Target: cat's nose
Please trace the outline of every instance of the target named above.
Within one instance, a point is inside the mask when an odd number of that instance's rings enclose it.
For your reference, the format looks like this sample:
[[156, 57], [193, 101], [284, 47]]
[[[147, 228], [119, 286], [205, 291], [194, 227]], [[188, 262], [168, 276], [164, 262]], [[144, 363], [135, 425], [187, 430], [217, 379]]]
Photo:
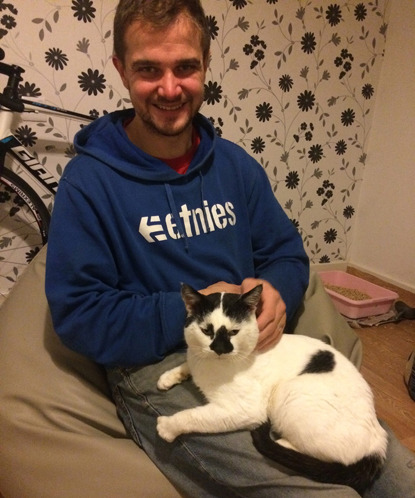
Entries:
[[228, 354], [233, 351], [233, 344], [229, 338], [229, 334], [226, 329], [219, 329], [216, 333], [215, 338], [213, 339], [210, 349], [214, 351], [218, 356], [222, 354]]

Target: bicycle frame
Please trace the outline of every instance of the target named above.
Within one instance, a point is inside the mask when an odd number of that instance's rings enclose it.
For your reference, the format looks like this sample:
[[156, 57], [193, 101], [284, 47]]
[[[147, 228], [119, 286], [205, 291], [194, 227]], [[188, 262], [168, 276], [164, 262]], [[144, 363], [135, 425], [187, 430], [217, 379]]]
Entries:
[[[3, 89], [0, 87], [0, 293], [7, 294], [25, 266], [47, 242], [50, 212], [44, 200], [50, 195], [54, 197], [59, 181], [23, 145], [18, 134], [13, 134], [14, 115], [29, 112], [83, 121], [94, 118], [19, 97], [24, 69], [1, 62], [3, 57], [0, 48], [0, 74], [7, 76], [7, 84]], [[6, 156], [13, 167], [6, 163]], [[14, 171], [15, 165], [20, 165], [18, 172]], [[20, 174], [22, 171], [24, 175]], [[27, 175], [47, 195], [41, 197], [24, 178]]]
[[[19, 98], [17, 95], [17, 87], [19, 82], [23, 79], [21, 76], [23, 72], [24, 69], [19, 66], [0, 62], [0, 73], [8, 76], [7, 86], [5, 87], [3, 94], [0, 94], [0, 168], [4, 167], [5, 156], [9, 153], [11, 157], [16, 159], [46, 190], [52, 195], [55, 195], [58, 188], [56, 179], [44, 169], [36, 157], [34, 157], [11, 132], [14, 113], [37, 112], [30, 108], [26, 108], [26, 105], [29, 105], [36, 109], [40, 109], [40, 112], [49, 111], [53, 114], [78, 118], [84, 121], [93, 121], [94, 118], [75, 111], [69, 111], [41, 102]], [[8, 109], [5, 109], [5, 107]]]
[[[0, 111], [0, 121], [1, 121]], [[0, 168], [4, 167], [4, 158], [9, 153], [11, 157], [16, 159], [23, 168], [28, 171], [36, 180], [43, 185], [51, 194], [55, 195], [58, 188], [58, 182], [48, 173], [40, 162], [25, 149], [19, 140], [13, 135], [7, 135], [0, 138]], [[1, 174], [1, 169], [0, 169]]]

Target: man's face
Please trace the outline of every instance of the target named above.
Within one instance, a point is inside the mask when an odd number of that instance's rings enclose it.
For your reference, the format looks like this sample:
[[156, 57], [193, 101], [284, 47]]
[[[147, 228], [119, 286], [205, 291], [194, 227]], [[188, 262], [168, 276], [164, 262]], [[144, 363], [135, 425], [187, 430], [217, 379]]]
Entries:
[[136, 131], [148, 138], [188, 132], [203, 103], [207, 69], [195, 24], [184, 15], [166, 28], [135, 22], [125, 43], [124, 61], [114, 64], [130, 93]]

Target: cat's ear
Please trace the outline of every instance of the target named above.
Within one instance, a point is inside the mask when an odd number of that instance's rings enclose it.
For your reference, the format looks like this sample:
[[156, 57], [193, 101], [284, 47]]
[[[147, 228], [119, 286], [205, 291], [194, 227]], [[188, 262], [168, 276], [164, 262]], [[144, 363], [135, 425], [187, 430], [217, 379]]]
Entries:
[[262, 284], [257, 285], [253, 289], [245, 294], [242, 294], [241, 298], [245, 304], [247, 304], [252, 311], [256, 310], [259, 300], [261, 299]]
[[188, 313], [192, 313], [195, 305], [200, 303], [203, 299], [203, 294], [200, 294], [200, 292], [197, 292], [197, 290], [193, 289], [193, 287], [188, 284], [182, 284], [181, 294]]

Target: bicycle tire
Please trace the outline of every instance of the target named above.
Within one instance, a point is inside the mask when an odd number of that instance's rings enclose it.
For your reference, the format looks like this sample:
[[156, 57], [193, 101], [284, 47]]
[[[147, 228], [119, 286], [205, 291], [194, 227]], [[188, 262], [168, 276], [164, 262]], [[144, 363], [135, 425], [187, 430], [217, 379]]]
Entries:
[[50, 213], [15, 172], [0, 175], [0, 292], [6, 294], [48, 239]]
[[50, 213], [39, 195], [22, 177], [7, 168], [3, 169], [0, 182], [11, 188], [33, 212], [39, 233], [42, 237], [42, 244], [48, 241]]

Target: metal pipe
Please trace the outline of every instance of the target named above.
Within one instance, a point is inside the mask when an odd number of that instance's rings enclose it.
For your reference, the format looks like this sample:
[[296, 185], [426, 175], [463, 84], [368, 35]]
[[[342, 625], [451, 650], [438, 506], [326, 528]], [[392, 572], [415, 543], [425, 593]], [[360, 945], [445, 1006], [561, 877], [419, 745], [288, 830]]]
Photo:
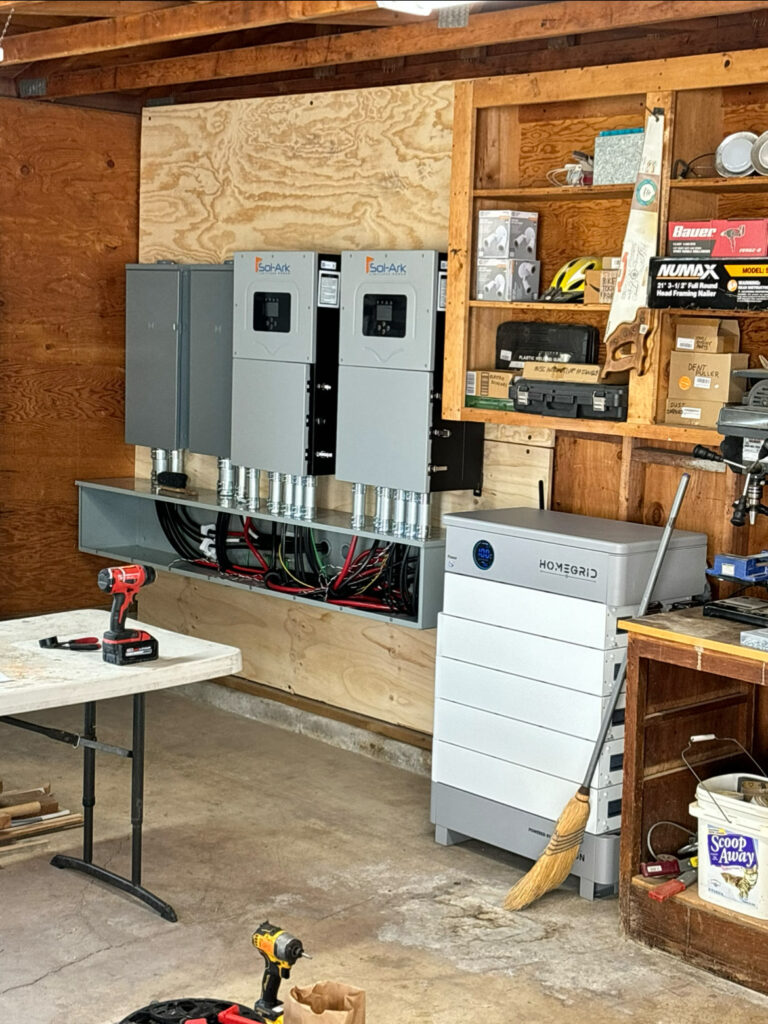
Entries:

▬▬▬▬▬▬▬▬▬▬

Each record is to be restated word for word; no picture goes in.

* SOLUTION FOR THIS PROBLEM *
Target: cat's nose
Please trace the outline of every instance of the target named above.
Within one instance, a point is inside the mask when an odd number of that instance's rings enclose it.
For your reference, the format looks like this sample:
[[156, 57], [193, 101], [284, 47]]
[[[147, 228], [119, 286], [205, 291], [194, 227]], [[188, 262], [168, 276], [164, 262]], [[144, 363], [135, 425], [187, 430], [217, 379]]]
Photo:
Entries:
[[228, 354], [233, 351], [233, 344], [229, 338], [229, 334], [226, 329], [219, 329], [216, 333], [215, 338], [213, 339], [210, 349], [214, 351], [218, 356], [222, 354]]

Target: bicycle frame
Please trace the outline of every instance of the target named above.
Within one instance, a point is inside the mask when an odd number of that instance's rings enclose it.
For your reference, the format looks like this sample:
[[156, 57], [193, 101], [284, 47]]
[[[147, 228], [119, 286], [205, 291], [194, 227]], [[188, 262], [168, 276], [164, 262]], [[144, 363], [135, 425], [187, 430], [217, 379]]]
Entries:
[[[3, 89], [0, 87], [0, 293], [7, 294], [25, 266], [47, 242], [50, 212], [44, 200], [50, 195], [54, 197], [59, 181], [23, 145], [18, 134], [13, 134], [14, 115], [29, 112], [83, 121], [94, 118], [19, 97], [24, 69], [1, 62], [3, 57], [0, 48], [0, 74], [7, 76], [7, 84]], [[6, 156], [13, 167], [6, 163]], [[14, 171], [15, 165], [20, 165], [18, 172]], [[20, 174], [22, 171], [24, 175]], [[27, 175], [47, 195], [41, 197], [24, 178]]]
[[[19, 98], [17, 95], [17, 87], [19, 82], [23, 79], [21, 76], [23, 72], [24, 69], [19, 66], [0, 62], [0, 73], [8, 76], [7, 86], [5, 87], [3, 94], [0, 94], [0, 168], [4, 167], [5, 156], [9, 153], [11, 157], [16, 159], [46, 190], [52, 195], [55, 195], [58, 188], [56, 179], [44, 169], [36, 157], [34, 157], [11, 132], [14, 113], [37, 112], [30, 108], [26, 108], [26, 105], [29, 105], [36, 109], [40, 109], [40, 112], [49, 111], [53, 114], [78, 118], [84, 121], [93, 121], [94, 118], [75, 111], [69, 111], [41, 102]], [[8, 109], [5, 109], [5, 107]]]
[[[0, 111], [0, 121], [1, 121]], [[0, 168], [4, 167], [4, 158], [9, 153], [11, 157], [16, 159], [23, 168], [28, 171], [36, 180], [43, 185], [51, 194], [55, 195], [58, 188], [58, 182], [48, 173], [40, 162], [25, 149], [19, 140], [13, 135], [7, 135], [0, 138]], [[1, 174], [1, 169], [0, 169]]]

Target: man's face
Please trace the outline of every instance of the target named above.
Within one instance, a point is inside the mask when an odd number of that instance's rings enclose it.
For your reference, the format looks like this sample:
[[156, 57], [193, 101], [284, 47]]
[[[147, 228], [119, 286], [205, 291], [194, 227]], [[188, 262], [168, 276], [164, 262]], [[144, 363], [135, 425], [187, 430], [217, 379]]]
Entries:
[[136, 131], [148, 138], [188, 132], [203, 103], [207, 69], [195, 24], [184, 15], [166, 28], [135, 22], [125, 43], [124, 61], [114, 64], [130, 93]]

Target: cat's ear
Please trace the outline of every instance of the target named above.
Within one instance, a point is inside the mask when an odd number of that instance's rings enclose it.
For your reference, the format looks like this sample:
[[156, 57], [193, 101], [284, 47]]
[[[147, 228], [119, 286], [205, 291], [194, 227]], [[188, 262], [168, 276], [164, 262]], [[144, 363], [135, 425], [187, 430], [217, 379]]]
Entries:
[[262, 284], [257, 285], [253, 289], [245, 294], [242, 294], [241, 298], [245, 304], [247, 304], [252, 311], [256, 310], [259, 300], [261, 299]]
[[188, 313], [192, 313], [195, 305], [200, 303], [203, 299], [203, 294], [200, 294], [200, 292], [197, 292], [197, 290], [193, 289], [193, 287], [188, 284], [182, 284], [181, 294]]

Target: bicycle tire
Please trace the outline of every instance of the target named above.
Within one instance, a point is inside the mask when an odd number of that instance's rings enclose it.
For your reference, the format looks like this sample:
[[156, 57], [193, 101], [284, 47]]
[[[147, 228], [119, 286], [205, 291], [194, 227]], [[188, 262], [168, 276], [164, 262]], [[144, 363], [135, 425], [187, 430], [217, 379]]]
Entries:
[[50, 213], [15, 172], [0, 175], [0, 292], [6, 294], [48, 239]]
[[50, 213], [39, 195], [22, 177], [7, 168], [3, 169], [0, 182], [11, 188], [33, 212], [39, 233], [42, 237], [42, 244], [48, 241]]

Target: metal pipe
Please trace the outline of every instance of the target named above.
Within one instance, a point is inside the mask when an odd number of that instance's rings enclose it.
For your reference, the format looks like this sample:
[[296, 185], [426, 175], [463, 84], [368, 35]]
[[[342, 625], [451, 650], [438, 506], [326, 528]], [[392, 572], [415, 543], [425, 593]], [[360, 945], [445, 1006], [561, 877], [419, 745], [288, 830]]]
Photo:
Entries:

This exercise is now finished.